**WHAT TO WORK ON**
Copy every line of the entries below, requests included, and add 67 to both the x and y values of each coordinate pair in the answers.

Stored data entries:

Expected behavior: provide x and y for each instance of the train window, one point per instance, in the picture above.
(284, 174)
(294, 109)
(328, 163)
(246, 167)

**CORRECT RESPONSE**
Expected behavior: provide x and y for each instance of the train window, one point per instance, in the picture above.
(351, 241)
(361, 176)
(395, 230)
(313, 234)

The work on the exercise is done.